→ ABOUT THIS EXERCISE:
Even if a line seems odd, print it as it is, and include every record.

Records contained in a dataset
****************************************

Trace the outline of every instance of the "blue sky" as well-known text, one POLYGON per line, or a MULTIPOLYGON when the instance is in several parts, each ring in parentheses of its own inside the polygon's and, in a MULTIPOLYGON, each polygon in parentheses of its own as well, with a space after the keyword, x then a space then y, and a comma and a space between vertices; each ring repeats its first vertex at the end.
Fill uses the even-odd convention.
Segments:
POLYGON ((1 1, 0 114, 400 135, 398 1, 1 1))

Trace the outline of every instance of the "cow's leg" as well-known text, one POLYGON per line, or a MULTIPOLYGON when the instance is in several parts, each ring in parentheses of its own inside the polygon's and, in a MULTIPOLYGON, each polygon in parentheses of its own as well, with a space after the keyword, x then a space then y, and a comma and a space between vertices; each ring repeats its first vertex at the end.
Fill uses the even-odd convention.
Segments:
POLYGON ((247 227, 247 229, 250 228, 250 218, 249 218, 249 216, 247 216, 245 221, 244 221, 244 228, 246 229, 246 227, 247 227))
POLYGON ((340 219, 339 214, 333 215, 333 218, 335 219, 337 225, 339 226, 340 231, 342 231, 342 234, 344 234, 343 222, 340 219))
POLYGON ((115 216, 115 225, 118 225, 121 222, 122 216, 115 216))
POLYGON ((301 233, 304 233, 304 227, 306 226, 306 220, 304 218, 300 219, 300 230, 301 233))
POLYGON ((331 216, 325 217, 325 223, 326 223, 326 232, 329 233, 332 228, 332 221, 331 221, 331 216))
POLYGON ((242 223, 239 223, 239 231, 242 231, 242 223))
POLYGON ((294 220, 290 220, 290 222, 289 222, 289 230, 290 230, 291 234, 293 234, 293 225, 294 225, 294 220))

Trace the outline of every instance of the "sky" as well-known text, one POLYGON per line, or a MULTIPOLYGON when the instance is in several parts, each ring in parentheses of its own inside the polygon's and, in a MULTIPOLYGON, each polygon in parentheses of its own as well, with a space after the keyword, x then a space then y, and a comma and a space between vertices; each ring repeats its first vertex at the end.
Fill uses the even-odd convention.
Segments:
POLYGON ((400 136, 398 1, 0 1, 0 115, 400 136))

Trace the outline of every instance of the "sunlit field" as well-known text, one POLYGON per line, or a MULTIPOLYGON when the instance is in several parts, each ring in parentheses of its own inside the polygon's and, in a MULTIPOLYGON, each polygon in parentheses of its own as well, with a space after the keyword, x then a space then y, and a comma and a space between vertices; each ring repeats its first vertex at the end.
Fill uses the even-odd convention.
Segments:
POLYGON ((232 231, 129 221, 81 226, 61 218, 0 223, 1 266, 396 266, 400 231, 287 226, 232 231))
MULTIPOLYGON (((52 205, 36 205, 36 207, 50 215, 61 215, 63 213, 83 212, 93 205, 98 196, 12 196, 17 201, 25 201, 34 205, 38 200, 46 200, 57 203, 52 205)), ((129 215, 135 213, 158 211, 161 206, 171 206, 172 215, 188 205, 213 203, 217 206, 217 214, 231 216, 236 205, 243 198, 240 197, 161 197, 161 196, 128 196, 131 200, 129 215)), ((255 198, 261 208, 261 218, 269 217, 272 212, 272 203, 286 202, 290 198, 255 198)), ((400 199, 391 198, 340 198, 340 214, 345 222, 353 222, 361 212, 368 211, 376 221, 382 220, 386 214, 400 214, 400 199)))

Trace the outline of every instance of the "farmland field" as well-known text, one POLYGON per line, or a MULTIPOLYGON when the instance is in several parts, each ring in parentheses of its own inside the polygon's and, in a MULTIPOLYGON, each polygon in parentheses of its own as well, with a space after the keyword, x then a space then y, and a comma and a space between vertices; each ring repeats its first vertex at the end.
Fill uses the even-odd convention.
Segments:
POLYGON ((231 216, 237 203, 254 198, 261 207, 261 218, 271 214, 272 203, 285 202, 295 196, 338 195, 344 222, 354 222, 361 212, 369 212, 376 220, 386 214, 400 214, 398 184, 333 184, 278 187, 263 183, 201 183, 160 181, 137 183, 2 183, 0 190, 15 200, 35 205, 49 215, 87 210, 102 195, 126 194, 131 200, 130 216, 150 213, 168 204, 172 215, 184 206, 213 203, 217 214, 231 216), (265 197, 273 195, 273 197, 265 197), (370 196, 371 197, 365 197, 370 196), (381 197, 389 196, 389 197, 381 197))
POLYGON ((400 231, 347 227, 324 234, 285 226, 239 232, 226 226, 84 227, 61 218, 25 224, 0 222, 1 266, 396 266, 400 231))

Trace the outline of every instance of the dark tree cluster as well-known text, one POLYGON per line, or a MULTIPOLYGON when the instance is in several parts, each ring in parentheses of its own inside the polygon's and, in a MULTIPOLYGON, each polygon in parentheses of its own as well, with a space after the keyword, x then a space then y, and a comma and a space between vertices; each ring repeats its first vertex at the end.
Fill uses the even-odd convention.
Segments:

****************************************

→ RESPONSE:
Trace the outline of every instance of the "blue sky" as well-known text, one POLYGON per line, or a MULTIPOLYGON when the instance is in several parts, each ring in parentheses of its own inside the polygon's and, in a MULTIPOLYGON, each polygon in parentheses of its own as well, with a space after the keyword, x then a space then y, and a comma and a space between vertices; each ring repeats its first vertex at the end.
Fill uses the even-odd convention.
Segments:
POLYGON ((1 1, 0 114, 400 135, 398 1, 1 1))

Trace the outline of every instance of the "cow's leg" as well-known text, one POLYGON per line, or a MULTIPOLYGON when the instance is in several parts, each ring in parentheses of its own inside the polygon's and, in a MULTIPOLYGON, each polygon in parentheses of its own as well, with a space after the keyword, x then a space then y, and a comma and a space between vertices; each ring repeats its first vertex at the end.
Fill uses the even-odd convention.
Segments:
POLYGON ((247 227, 247 229, 250 228, 250 218, 249 218, 249 216, 247 216, 245 221, 244 221, 244 228, 246 229, 246 227, 247 227))
POLYGON ((340 219, 339 214, 333 215, 333 218, 335 219, 337 225, 339 226, 340 231, 342 231, 342 234, 344 234, 343 222, 340 219))
POLYGON ((115 216, 115 225, 118 225, 121 222, 122 216, 115 216))
POLYGON ((301 233, 304 233, 304 227, 306 226, 306 220, 304 218, 300 219, 300 230, 301 233))
POLYGON ((331 216, 325 217, 325 223, 326 223, 326 232, 329 233, 332 228, 332 221, 331 221, 331 216))
POLYGON ((242 223, 239 223, 239 231, 242 231, 242 223))
POLYGON ((294 220, 290 220, 290 222, 289 222, 289 230, 290 230, 291 234, 293 234, 293 225, 294 225, 294 220))

Trace the outline of every instance of the "sky" as well-known text, one POLYGON per line, or a MULTIPOLYGON when the instance is in several parts, each ring in parentheses of its own inside the polygon's and, in a MULTIPOLYGON, each polygon in parentheses of its own as well, with a space after the keyword, x then a space then y, and a comma and a space between vertices; each ring repeats its first vertex at the end.
Fill uses the even-odd convention.
Segments:
POLYGON ((400 136, 398 1, 0 1, 0 115, 400 136))

Trace the outline of every instance of the "sunlit field" as well-known text, one POLYGON per line, or a MULTIPOLYGON when the instance is in several parts, each ring in parentheses of its own inside the polygon's and, in a MULTIPOLYGON, each polygon in parentheses of its own as well, with a space after the keyword, x then a space then y, and a comma and a space between vertices; each ring repeats its first vertex at the end.
Fill uses the even-odd convention.
Segments:
POLYGON ((232 231, 129 221, 81 226, 61 218, 0 223, 1 266, 396 266, 400 231, 287 226, 232 231))
MULTIPOLYGON (((52 205, 36 205, 36 207, 50 215, 61 215, 63 213, 83 212, 93 205, 98 196, 12 196, 17 201, 25 201, 34 205, 38 200, 46 200, 57 203, 52 205)), ((129 215, 135 213, 158 211, 161 206, 171 206, 172 215, 188 205, 213 203, 217 206, 217 214, 231 216, 236 205, 243 198, 240 197, 161 197, 161 196, 128 196, 131 200, 129 215)), ((255 198, 261 208, 261 218, 269 217, 272 212, 272 203, 286 202, 290 198, 255 198)), ((400 199, 391 198, 340 198, 340 214, 345 222, 353 222, 361 212, 368 211, 376 221, 382 220, 386 214, 400 214, 400 199)))

Trace the outline of every instance of the "farmland field" as well-known text, one POLYGON per line, or a MULTIPOLYGON when the instance is in several parts, each ring in parentheses of its own inside the polygon's and, in a MULTIPOLYGON, each polygon in parentheses of its own as well, with a space after the keyword, x then a space then y, and a comma and a space between vertices; each ring repeats its first vertex at the end.
Fill uses the even-odd convention.
Segments:
POLYGON ((231 216, 237 203, 254 198, 261 207, 261 218, 271 214, 272 203, 285 202, 295 196, 338 195, 344 222, 354 222, 361 212, 369 212, 376 220, 386 214, 400 214, 398 184, 333 184, 278 187, 263 183, 201 183, 160 181, 137 183, 2 183, 0 190, 15 200, 35 205, 49 215, 87 210, 102 195, 126 194, 131 200, 130 216, 150 213, 168 204, 172 215, 184 206, 213 203, 217 214, 231 216), (265 197, 273 195, 273 197, 265 197), (370 196, 371 197, 365 197, 370 196), (381 197, 389 196, 389 197, 381 197))
POLYGON ((400 231, 347 227, 324 234, 285 226, 239 232, 226 226, 84 227, 61 218, 25 224, 0 222, 1 266, 396 266, 400 231))

Trace the outline of every instance of the dark tree cluster as well-known text, one POLYGON per line, or a MULTIPOLYGON when the instance is in several parts, each ring in parentheses of its own inside the polygon's and, in a MULTIPOLYGON, each polygon in parentheses of its own as well, with a space after the keyword, x then a space then y, and a comma and a space between vertices; each ring repeats its first vertex at the end.
Fill uses the even-odd convention.
Segments:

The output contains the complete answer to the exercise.